Stored items from a collection:

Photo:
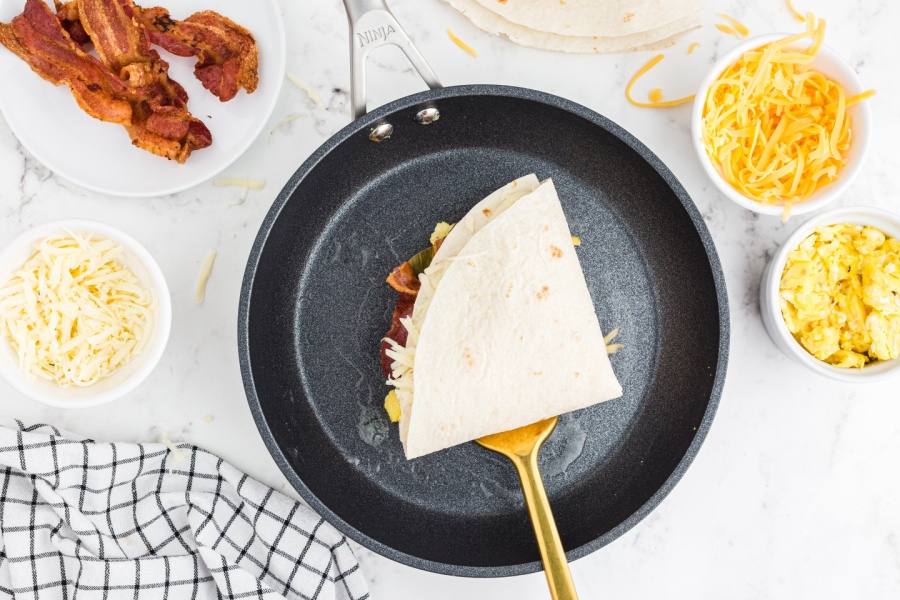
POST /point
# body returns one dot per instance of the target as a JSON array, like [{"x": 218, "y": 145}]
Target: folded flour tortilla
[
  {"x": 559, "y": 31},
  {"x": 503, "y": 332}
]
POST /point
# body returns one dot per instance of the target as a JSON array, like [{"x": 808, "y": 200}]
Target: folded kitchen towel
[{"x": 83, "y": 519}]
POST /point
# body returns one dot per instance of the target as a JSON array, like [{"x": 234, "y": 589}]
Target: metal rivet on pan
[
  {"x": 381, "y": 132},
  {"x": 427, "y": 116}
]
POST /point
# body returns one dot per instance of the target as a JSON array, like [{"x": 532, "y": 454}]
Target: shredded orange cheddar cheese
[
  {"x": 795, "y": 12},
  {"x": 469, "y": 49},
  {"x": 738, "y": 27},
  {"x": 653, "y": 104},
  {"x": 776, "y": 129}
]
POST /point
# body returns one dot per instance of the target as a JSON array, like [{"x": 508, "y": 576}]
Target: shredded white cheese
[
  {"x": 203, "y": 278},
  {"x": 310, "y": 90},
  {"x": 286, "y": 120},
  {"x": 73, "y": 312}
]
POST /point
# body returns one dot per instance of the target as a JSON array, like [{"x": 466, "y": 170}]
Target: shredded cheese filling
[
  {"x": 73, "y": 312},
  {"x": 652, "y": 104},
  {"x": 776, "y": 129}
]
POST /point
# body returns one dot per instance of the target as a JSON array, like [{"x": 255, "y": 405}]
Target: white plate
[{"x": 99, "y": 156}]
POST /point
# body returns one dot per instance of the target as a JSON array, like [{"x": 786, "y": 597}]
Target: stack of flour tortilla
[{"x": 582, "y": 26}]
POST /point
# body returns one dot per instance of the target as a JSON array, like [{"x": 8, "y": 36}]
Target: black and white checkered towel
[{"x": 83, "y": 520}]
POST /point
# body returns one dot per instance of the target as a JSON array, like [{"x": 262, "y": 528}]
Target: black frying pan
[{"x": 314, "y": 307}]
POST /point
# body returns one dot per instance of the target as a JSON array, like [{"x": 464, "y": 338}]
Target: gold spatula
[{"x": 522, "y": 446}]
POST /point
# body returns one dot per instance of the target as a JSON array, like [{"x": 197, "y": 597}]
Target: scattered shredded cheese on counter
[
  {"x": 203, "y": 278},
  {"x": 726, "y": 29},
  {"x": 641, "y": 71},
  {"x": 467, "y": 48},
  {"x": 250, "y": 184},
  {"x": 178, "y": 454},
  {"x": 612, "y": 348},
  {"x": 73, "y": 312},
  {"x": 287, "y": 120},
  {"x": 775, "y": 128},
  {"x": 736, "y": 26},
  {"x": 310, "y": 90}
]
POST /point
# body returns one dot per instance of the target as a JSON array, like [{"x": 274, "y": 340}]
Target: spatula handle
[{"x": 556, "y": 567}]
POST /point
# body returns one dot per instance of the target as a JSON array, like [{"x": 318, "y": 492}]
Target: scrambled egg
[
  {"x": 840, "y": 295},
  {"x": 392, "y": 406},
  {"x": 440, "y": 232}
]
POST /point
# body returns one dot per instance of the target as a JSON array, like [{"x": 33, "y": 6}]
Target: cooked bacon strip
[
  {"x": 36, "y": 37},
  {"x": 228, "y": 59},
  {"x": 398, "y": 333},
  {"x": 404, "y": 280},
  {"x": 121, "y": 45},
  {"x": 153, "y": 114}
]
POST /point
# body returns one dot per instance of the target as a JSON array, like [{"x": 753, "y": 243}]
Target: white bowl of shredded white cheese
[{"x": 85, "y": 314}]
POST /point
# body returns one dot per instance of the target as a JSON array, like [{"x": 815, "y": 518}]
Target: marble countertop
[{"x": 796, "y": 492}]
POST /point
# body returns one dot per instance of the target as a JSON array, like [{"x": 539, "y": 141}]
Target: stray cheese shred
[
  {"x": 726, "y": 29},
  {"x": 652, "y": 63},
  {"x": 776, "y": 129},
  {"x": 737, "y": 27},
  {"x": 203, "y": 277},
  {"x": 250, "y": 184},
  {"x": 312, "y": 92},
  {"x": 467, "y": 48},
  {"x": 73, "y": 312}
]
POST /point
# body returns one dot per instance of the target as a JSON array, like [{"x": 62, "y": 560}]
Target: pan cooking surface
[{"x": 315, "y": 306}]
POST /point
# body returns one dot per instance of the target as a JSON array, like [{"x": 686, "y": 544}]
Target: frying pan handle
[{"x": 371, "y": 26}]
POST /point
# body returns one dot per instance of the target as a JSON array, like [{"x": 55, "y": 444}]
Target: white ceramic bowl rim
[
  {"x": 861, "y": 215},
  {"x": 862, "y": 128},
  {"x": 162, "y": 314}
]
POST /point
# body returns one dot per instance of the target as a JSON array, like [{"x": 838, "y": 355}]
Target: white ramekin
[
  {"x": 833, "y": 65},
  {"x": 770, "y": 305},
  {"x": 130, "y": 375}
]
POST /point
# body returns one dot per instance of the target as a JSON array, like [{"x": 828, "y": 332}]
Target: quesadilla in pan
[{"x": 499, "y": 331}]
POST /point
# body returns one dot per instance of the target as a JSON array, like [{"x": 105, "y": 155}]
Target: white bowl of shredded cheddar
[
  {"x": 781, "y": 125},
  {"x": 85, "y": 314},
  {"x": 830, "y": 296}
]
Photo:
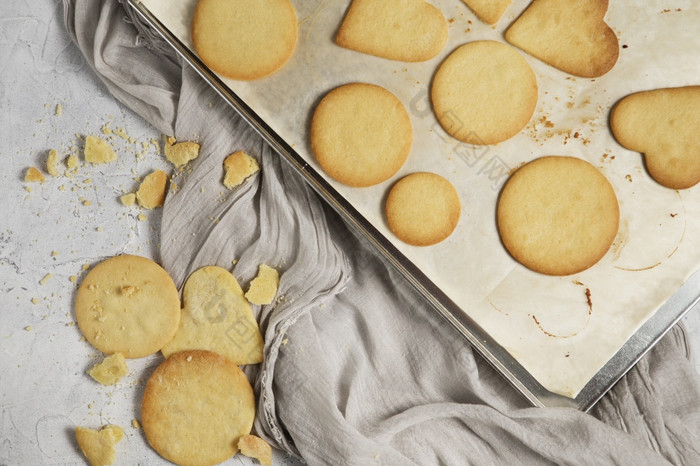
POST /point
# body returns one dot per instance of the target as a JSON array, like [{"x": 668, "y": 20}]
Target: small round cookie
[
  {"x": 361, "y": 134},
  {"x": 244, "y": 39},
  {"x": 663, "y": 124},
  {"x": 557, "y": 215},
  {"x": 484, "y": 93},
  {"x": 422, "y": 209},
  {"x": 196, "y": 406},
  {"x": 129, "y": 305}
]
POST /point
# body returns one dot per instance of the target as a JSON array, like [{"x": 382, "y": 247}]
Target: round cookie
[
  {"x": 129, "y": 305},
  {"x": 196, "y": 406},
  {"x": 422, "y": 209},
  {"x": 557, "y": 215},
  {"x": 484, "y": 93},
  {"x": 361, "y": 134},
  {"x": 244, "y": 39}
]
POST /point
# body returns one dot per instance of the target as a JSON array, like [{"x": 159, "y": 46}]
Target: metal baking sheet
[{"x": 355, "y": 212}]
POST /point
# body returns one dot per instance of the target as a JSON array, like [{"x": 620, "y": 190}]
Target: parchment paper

...

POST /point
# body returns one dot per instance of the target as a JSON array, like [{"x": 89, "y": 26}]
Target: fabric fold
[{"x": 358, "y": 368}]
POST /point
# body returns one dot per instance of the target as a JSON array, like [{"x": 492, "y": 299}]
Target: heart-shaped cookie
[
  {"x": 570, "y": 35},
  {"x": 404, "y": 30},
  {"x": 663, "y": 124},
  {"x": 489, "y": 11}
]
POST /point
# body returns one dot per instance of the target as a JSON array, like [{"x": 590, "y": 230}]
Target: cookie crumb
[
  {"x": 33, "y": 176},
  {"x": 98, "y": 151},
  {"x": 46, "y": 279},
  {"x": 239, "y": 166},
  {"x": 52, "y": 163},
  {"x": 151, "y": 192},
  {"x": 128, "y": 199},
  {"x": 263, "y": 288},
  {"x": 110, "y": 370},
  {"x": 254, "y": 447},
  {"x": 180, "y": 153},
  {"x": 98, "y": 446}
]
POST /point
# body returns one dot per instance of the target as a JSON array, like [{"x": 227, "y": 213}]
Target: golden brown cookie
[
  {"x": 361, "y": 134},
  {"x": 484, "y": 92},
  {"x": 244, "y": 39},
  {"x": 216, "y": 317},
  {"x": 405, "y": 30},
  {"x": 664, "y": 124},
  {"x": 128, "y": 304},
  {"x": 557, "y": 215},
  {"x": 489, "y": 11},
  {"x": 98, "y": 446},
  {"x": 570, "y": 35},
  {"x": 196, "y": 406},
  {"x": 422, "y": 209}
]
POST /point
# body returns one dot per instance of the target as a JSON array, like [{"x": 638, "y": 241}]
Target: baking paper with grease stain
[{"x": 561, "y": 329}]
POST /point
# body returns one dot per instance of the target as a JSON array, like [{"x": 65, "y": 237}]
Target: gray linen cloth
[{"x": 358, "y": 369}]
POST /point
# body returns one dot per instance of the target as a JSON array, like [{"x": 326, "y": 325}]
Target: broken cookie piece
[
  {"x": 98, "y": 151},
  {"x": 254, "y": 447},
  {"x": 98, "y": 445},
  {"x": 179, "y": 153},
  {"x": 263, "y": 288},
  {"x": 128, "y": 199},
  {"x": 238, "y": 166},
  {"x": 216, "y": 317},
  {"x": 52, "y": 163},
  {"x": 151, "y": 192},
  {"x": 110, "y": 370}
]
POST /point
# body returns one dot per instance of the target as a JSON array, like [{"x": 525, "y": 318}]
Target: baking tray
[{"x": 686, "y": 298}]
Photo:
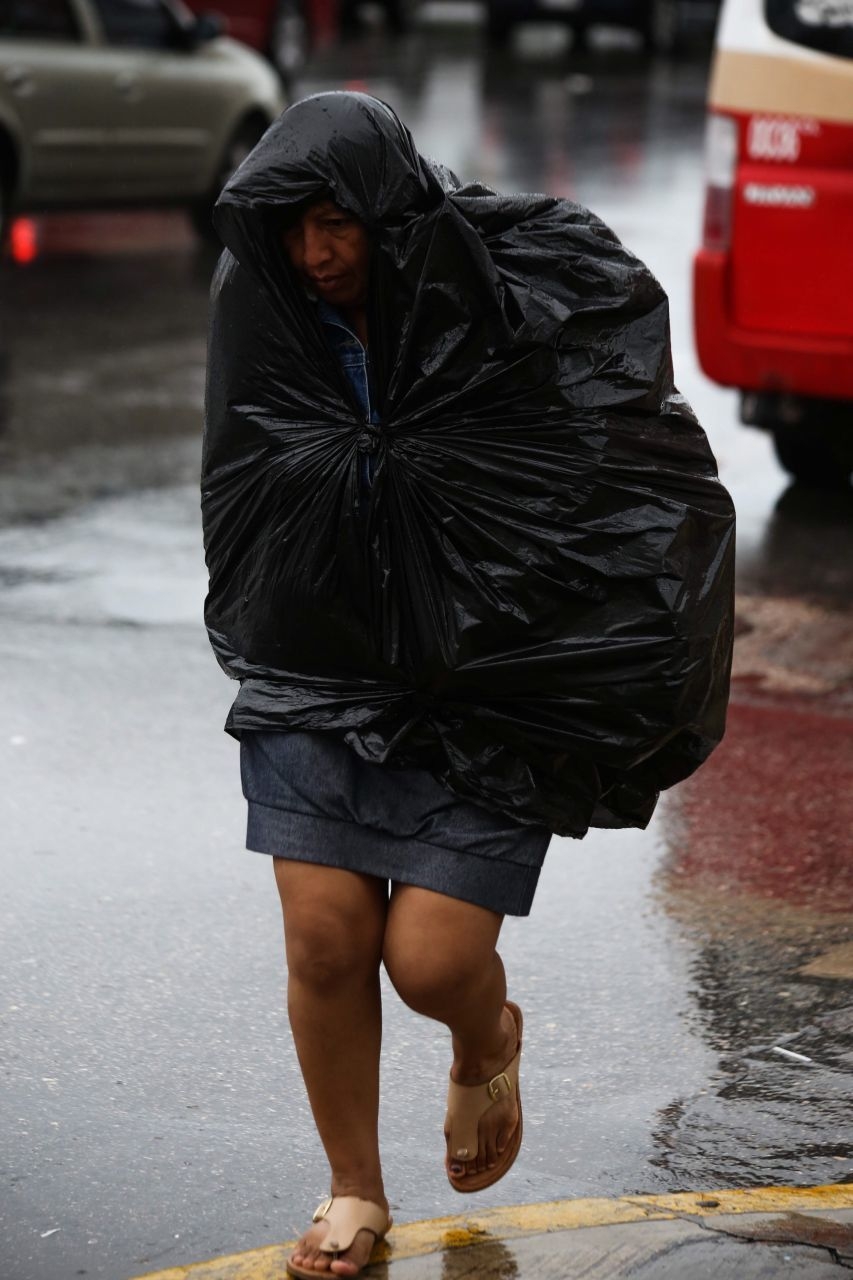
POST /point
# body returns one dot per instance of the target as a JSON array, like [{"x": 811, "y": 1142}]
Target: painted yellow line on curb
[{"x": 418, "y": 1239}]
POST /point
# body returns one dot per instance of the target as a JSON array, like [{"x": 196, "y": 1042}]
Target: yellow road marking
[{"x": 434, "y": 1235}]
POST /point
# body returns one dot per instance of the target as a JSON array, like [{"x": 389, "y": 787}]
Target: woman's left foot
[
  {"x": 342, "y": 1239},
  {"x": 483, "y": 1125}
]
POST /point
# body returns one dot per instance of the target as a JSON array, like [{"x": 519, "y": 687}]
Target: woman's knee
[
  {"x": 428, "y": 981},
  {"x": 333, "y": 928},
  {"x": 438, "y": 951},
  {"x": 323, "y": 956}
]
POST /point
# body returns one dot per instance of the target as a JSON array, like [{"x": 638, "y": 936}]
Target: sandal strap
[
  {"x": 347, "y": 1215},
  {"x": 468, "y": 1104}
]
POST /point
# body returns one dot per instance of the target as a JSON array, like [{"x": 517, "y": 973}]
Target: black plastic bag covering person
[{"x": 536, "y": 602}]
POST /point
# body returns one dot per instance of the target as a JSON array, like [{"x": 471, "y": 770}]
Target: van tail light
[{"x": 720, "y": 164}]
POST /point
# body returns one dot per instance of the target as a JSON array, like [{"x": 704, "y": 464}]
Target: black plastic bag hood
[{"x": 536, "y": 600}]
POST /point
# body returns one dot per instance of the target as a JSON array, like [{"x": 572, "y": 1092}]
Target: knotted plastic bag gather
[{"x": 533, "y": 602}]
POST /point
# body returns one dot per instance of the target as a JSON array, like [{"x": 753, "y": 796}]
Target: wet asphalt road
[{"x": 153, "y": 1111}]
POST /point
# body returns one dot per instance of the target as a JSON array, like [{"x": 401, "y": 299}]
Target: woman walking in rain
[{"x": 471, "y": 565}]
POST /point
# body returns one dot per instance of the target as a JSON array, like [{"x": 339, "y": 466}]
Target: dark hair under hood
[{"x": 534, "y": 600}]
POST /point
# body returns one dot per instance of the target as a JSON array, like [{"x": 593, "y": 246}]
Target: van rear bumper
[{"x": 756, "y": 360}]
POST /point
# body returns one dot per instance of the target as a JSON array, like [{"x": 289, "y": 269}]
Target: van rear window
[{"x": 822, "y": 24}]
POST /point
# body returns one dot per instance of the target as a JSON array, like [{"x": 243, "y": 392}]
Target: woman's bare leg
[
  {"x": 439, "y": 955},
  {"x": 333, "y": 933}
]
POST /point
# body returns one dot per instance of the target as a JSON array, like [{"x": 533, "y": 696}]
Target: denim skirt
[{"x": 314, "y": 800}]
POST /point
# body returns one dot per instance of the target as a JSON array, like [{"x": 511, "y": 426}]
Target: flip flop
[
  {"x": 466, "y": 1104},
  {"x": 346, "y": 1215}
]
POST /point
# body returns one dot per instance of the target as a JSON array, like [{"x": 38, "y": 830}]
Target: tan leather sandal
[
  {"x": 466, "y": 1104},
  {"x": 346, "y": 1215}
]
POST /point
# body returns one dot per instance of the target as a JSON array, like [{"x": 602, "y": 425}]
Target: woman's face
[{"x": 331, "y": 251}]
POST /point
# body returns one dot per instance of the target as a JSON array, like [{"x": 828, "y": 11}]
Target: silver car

* * *

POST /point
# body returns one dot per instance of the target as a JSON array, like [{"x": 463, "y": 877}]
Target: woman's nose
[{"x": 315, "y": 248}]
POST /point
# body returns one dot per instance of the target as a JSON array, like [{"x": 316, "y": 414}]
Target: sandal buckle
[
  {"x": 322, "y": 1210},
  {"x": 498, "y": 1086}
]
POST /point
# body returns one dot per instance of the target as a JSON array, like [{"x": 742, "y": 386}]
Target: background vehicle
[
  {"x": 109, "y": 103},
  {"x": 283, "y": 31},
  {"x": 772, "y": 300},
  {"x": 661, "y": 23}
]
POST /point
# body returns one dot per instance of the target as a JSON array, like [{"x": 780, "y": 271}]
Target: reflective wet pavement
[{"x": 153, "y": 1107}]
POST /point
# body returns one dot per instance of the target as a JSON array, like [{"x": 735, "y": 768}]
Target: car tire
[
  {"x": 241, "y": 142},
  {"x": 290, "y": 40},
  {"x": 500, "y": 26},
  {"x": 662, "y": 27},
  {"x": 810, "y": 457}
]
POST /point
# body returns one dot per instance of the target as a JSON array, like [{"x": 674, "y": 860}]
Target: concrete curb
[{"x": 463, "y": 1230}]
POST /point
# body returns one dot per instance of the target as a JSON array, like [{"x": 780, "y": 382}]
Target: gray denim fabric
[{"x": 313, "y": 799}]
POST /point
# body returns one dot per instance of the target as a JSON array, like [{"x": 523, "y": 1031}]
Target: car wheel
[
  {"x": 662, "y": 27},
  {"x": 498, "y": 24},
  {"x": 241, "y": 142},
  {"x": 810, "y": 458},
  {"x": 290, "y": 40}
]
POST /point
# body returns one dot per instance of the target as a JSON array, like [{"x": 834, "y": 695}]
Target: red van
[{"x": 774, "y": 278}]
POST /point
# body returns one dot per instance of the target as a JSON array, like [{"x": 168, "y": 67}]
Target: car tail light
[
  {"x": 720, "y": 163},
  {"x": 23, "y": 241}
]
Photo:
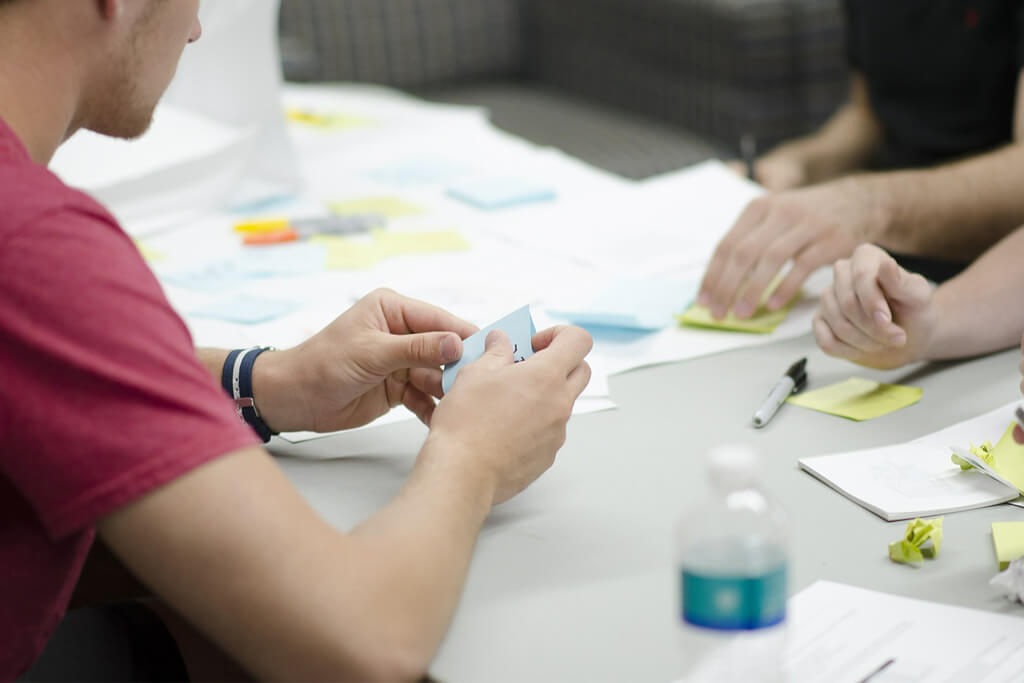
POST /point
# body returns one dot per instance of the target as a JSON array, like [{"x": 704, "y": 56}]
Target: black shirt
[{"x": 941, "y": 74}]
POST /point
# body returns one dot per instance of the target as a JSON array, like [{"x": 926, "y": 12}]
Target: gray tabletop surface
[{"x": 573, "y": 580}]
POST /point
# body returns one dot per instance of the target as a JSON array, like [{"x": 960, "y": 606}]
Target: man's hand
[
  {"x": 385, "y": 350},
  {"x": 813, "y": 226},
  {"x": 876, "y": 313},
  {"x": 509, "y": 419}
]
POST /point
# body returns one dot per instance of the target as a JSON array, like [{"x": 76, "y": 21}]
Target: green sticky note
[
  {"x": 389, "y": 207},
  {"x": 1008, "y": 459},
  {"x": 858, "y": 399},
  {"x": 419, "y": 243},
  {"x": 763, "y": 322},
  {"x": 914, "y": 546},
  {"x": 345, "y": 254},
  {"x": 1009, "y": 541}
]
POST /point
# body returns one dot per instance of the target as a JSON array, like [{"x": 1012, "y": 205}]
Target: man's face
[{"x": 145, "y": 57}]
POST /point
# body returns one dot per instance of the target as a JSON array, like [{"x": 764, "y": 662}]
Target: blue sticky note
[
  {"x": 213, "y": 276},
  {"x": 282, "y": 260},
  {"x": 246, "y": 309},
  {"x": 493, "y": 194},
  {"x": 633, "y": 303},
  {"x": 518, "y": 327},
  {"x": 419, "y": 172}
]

__REQUIRED ACTION__:
All that is wanted is a faithful reproduction of the line above with "Target: flip flop", the line with "Target: silver car", and every line in between.

__OUTPUT__:
Target: flip flop
[
  {"x": 466, "y": 1104},
  {"x": 346, "y": 1215}
]
POST /point
# body returns one dot per instance of the target as a JSON array, like [{"x": 38, "y": 830}]
Target: tan leather sandal
[
  {"x": 466, "y": 1104},
  {"x": 346, "y": 1215}
]
POST /point
# body returns one dot per instance of the target as a JSON array, like [{"x": 602, "y": 425}]
Target: woman's face
[{"x": 331, "y": 251}]
POST /point
# body returns one dot per instance of the target as a JSON array, like [{"x": 828, "y": 11}]
Target: silver car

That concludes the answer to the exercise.